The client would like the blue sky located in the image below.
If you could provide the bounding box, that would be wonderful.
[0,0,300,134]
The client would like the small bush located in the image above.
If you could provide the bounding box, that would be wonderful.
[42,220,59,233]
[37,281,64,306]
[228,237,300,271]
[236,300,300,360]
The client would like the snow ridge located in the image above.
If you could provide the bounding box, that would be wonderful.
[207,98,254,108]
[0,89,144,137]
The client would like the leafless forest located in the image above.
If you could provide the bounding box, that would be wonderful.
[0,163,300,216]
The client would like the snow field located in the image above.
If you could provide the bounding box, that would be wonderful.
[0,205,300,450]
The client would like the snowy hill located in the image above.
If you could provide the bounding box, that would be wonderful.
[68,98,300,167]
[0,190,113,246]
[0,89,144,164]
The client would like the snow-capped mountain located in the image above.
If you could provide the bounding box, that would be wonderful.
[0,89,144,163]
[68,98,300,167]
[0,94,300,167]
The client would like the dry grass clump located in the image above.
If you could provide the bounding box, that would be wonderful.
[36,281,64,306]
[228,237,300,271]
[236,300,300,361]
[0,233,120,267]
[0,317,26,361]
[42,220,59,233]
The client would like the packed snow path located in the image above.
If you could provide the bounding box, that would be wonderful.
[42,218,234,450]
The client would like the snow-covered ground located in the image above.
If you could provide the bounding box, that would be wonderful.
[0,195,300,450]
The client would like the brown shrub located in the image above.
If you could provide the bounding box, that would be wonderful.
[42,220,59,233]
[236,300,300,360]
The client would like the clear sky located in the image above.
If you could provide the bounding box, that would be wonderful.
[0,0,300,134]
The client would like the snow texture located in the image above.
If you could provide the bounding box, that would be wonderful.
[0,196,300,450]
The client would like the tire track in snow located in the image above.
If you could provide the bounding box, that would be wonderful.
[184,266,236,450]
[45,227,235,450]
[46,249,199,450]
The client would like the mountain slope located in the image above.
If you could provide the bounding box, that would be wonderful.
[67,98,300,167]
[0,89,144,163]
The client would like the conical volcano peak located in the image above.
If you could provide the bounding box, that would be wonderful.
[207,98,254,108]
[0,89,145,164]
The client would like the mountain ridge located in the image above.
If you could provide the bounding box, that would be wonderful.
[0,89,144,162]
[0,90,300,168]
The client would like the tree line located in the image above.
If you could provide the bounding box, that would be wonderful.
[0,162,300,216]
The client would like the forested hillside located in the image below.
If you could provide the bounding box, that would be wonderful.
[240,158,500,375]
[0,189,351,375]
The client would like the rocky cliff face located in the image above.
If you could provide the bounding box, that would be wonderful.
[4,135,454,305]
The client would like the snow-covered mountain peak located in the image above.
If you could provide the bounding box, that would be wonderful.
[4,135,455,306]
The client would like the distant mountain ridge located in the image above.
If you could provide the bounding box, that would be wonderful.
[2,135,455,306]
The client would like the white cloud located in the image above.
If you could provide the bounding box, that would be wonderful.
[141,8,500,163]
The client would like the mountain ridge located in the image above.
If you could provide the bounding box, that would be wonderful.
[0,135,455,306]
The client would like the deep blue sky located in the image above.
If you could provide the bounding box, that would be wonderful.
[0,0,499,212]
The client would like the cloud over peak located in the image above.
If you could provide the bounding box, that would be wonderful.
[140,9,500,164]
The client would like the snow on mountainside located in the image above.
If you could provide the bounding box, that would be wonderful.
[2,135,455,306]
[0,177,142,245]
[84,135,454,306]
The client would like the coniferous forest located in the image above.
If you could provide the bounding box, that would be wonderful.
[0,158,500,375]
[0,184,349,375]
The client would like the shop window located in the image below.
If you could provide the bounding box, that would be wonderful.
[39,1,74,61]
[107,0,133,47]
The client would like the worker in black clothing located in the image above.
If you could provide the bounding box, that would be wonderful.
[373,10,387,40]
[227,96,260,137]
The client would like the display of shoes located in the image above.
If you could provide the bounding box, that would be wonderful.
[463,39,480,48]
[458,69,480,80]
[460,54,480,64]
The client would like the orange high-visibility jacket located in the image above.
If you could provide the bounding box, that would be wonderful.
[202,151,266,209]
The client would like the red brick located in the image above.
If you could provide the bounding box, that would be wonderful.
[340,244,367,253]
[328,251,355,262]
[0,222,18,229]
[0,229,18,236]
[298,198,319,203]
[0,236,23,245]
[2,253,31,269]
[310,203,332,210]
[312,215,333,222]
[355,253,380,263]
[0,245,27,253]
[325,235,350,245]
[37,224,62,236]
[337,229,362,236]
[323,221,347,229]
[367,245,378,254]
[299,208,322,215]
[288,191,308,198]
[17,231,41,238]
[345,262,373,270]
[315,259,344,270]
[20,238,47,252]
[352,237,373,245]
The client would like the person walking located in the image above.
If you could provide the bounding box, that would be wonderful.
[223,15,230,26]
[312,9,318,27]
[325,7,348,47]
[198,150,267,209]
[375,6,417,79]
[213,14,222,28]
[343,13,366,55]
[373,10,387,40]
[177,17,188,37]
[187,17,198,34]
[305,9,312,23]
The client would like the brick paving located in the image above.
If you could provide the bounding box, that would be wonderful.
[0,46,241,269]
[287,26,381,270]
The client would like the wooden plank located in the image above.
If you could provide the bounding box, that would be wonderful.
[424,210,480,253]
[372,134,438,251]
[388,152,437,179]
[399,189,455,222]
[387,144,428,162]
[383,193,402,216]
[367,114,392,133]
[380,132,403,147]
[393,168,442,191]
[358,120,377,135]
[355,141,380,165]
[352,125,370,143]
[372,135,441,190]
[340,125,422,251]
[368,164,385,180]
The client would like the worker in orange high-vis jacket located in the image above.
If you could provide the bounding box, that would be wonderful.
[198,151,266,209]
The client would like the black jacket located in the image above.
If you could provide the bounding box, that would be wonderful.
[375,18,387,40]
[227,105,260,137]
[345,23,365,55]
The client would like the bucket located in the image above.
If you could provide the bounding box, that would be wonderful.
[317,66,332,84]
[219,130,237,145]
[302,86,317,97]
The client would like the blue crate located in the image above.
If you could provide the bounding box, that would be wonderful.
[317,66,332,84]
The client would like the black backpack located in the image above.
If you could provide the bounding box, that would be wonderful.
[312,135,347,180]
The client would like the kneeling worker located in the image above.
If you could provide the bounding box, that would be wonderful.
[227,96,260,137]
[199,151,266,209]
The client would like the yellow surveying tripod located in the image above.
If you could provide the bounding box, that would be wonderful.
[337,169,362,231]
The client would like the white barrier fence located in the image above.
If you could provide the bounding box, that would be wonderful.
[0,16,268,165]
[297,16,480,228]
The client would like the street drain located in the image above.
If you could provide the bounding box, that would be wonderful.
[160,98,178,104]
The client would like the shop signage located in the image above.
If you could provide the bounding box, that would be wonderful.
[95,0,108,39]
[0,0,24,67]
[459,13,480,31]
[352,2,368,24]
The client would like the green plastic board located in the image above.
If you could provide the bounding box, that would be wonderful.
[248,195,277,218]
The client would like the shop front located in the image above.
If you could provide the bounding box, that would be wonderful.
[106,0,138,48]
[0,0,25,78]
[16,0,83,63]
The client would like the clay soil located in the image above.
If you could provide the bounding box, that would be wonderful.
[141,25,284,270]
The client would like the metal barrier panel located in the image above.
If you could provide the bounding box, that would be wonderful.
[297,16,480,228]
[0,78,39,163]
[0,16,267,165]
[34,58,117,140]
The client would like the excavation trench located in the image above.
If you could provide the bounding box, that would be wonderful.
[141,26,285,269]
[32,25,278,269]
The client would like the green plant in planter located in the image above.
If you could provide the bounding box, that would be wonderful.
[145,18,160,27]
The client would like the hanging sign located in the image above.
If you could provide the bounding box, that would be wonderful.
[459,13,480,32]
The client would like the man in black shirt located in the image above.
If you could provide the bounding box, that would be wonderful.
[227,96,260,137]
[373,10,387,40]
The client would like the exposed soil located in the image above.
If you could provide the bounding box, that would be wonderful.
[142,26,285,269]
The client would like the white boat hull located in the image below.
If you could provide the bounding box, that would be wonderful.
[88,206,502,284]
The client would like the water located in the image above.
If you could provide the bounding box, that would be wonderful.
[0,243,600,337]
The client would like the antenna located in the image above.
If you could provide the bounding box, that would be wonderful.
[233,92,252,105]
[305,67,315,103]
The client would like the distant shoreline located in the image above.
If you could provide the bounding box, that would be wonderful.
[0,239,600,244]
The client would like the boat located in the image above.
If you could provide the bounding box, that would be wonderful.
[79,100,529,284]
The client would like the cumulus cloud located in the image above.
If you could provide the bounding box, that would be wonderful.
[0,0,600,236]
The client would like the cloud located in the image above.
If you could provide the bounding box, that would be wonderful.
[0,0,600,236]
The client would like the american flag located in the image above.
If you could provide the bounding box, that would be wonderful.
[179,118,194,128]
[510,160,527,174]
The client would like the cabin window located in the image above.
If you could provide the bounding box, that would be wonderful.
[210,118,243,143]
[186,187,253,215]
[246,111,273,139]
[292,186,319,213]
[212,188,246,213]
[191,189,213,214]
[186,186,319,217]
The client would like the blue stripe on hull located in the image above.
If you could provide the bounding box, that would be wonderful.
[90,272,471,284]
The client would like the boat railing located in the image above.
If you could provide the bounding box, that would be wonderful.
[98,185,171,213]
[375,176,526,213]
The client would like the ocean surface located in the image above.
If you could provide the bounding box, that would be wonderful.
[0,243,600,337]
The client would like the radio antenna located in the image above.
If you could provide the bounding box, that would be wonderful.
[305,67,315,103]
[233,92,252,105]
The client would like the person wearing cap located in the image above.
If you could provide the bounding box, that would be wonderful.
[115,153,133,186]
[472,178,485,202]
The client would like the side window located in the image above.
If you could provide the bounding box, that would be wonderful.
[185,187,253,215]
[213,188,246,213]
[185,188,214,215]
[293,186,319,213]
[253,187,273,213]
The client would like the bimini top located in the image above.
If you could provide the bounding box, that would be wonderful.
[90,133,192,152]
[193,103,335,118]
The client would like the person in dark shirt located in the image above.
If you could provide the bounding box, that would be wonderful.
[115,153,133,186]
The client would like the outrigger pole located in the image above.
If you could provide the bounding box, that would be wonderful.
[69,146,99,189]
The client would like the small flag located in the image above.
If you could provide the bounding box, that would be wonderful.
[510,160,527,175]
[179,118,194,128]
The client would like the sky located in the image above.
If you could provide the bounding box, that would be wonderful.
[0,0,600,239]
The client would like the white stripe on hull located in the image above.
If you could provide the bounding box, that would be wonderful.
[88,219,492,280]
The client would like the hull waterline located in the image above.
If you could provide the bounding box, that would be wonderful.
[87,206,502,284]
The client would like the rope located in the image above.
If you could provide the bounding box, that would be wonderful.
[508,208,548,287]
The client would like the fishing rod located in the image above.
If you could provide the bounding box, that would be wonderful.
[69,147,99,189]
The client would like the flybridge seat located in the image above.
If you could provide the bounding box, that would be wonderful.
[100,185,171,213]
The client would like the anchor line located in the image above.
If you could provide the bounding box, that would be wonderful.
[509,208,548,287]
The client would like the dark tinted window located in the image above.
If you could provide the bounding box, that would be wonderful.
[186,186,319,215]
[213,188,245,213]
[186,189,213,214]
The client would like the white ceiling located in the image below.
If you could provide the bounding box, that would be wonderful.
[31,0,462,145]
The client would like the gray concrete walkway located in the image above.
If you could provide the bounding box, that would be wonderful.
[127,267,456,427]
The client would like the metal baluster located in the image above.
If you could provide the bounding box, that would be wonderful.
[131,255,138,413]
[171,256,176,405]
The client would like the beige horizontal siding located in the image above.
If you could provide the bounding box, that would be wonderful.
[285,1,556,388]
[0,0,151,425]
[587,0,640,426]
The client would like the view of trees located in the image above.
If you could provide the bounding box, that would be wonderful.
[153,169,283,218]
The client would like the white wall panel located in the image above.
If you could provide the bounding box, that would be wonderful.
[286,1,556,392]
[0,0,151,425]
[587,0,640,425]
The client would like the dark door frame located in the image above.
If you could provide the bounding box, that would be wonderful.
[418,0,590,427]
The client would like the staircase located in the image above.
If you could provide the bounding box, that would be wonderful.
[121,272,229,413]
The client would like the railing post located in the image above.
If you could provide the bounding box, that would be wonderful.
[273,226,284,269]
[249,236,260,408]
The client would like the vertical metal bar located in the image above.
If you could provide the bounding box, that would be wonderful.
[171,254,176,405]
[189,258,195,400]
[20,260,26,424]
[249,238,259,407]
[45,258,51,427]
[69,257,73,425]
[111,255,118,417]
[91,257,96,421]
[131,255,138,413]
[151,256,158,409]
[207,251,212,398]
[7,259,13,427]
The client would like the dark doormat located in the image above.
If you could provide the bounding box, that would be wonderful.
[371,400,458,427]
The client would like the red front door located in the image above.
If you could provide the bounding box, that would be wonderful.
════════════════════
ZIEL DER AUFGABE | Formatiere bitte die Einträge, beginnend mit der Zeile, die „The client would like the boat located“ enthält, und endend mit der Zeile, die „[90,272,471,284]“ enthält (beide eingeschlossen), als CSV mit den zwei Spalten „eingabe“ und „ausgabe“. Jeder Eintrag bekommt eine Zeile mit seinem Text und der zugehörigen Antwort, jeweils in einem Feld in Anführungszeichen, wobei Zeilenumbrüche durch Leerzeichen ersetzt werden.

LÖSUNG |
eingabe,ausgabe
"The client would like the boat located in the image above. If you could provide the bounding box, that would be wonderful.","[79,100,529,284]"
"The client would like the cumulus cloud located in the image above. If you could provide the bounding box, that would be wonderful.","[0,0,600,236]"
"The client would like the cloud located in the image above. If you could provide the bounding box, that would be wonderful.","[0,0,600,236]"
"The client would like the american flag located in the image above. If you could provide the bounding box, that would be wonderful.","[179,118,194,128] [510,160,527,174]"
"The client would like the cabin window located in the image above. If you could provide the bounding box, that would be wonderful.","[210,118,243,143] [186,187,253,215] [246,111,273,139] [292,186,319,213] [212,188,246,213] [191,189,213,214] [186,186,319,217]"
"The client would like the blue stripe on hull located in the image above. If you could provide the bounding box, that would be wonderful.","[90,272,471,284]"